> [Records supplied]
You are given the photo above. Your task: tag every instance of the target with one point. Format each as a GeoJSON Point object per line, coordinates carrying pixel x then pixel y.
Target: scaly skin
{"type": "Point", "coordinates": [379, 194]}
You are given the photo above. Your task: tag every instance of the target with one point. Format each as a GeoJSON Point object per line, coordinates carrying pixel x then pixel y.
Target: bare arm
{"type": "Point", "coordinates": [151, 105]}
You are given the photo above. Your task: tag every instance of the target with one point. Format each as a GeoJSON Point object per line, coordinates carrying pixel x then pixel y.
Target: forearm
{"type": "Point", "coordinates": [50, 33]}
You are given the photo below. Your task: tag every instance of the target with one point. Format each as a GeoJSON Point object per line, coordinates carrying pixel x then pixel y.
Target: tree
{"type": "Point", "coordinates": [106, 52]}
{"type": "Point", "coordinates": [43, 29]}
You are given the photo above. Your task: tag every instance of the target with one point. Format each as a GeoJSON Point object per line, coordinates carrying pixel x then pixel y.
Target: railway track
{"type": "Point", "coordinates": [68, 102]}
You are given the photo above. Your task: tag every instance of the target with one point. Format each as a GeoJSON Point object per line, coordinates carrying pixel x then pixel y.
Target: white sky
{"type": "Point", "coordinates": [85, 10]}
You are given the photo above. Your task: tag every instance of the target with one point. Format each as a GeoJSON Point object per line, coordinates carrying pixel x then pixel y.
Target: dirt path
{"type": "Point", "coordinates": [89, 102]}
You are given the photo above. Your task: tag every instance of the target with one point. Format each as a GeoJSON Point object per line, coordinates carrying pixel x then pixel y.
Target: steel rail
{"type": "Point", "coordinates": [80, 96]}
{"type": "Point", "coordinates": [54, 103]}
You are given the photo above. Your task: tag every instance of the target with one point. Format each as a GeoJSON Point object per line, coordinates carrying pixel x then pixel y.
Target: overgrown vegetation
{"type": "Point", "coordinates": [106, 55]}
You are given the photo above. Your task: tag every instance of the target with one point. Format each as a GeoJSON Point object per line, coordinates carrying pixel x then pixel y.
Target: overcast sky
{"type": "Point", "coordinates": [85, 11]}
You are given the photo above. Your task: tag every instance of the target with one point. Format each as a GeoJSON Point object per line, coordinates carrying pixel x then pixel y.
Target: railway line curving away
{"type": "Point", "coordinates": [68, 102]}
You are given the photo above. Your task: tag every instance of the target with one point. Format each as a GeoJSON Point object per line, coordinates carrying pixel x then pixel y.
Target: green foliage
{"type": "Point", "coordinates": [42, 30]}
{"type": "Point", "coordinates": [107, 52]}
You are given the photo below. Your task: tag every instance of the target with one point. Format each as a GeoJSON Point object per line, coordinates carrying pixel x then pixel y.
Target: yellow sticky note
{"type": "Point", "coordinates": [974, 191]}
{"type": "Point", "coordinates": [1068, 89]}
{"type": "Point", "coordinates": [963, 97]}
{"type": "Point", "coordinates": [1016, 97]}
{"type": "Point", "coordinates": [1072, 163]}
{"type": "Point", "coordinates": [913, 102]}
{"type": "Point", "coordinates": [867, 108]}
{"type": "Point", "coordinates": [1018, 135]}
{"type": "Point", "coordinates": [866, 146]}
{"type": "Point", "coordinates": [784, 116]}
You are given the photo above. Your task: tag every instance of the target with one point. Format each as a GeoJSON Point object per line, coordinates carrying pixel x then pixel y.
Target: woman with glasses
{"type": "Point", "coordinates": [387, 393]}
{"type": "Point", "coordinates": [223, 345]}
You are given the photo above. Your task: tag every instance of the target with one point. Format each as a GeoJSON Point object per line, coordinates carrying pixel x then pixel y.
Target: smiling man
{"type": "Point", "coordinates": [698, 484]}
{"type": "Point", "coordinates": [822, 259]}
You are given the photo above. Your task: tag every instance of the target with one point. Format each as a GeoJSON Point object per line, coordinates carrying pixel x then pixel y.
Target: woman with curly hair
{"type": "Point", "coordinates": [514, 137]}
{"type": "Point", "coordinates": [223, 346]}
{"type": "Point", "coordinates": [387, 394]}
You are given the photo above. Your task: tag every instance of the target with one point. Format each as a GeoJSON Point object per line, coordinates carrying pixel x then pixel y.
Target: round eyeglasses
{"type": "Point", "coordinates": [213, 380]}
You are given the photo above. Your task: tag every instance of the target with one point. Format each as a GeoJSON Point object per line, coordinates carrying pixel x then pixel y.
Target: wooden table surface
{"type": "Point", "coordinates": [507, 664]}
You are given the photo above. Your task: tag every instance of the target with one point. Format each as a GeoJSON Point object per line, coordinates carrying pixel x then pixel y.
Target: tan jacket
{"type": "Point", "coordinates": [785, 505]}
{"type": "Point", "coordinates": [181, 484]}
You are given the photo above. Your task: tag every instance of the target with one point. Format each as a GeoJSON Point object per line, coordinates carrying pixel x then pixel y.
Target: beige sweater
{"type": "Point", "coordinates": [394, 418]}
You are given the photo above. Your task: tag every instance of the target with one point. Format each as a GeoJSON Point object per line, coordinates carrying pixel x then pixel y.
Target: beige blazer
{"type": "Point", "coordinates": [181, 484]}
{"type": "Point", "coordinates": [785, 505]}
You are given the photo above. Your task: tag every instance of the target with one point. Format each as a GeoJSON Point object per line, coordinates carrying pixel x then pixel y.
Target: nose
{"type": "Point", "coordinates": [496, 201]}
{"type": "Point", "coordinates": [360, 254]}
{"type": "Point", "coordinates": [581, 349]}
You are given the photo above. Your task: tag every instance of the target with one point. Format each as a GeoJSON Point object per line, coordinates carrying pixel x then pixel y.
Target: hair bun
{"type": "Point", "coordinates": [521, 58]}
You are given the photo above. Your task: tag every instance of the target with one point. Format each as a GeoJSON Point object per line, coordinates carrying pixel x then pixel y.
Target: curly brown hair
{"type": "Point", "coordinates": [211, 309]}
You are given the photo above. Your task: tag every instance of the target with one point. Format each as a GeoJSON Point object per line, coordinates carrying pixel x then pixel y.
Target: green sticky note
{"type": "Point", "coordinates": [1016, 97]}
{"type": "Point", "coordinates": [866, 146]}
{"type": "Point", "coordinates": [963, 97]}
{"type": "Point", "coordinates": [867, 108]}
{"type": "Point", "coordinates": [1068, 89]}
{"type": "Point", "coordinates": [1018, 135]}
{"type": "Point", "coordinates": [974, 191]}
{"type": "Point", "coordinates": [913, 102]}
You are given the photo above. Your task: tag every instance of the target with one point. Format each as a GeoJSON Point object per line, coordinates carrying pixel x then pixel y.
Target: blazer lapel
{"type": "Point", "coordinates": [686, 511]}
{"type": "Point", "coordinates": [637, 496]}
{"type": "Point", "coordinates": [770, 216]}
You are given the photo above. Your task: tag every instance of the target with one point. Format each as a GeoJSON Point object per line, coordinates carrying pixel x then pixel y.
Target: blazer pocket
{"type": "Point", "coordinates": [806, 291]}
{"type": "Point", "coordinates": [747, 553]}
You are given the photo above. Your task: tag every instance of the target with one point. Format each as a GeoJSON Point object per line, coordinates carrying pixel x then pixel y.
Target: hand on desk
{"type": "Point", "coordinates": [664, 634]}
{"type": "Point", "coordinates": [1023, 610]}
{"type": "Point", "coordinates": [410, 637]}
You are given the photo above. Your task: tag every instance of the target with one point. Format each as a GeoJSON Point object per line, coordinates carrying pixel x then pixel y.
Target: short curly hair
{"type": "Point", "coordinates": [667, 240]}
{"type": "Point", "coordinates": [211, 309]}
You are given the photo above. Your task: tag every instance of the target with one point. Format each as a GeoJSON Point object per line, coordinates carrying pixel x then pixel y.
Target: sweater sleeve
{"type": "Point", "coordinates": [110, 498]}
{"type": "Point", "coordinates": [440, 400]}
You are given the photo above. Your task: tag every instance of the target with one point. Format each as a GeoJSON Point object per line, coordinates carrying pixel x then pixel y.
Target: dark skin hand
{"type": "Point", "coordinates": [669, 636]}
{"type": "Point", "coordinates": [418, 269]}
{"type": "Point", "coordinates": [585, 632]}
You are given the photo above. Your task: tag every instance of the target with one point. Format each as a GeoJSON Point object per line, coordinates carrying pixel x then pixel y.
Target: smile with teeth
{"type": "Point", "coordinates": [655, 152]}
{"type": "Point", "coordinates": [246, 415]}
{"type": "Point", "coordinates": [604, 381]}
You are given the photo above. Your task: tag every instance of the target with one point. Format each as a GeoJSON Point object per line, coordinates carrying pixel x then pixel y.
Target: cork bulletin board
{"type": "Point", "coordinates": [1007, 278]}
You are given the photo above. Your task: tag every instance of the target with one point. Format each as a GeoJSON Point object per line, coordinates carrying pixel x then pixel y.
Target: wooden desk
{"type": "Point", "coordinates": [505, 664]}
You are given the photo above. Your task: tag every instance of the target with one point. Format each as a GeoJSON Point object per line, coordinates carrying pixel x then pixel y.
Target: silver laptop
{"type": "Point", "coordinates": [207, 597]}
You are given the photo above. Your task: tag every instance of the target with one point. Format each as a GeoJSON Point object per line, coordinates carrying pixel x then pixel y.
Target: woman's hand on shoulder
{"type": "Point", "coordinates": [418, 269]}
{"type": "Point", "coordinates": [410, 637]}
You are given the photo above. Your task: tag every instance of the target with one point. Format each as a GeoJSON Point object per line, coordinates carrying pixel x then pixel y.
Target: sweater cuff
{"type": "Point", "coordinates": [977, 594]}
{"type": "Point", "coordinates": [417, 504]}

> [Task]
Pull out every line of the material above that contains the string "woman", and copy each one in full. Case counts.

> [The response]
Target: woman with glasses
Target: woman with curly hair
Target: woman's hand on shoulder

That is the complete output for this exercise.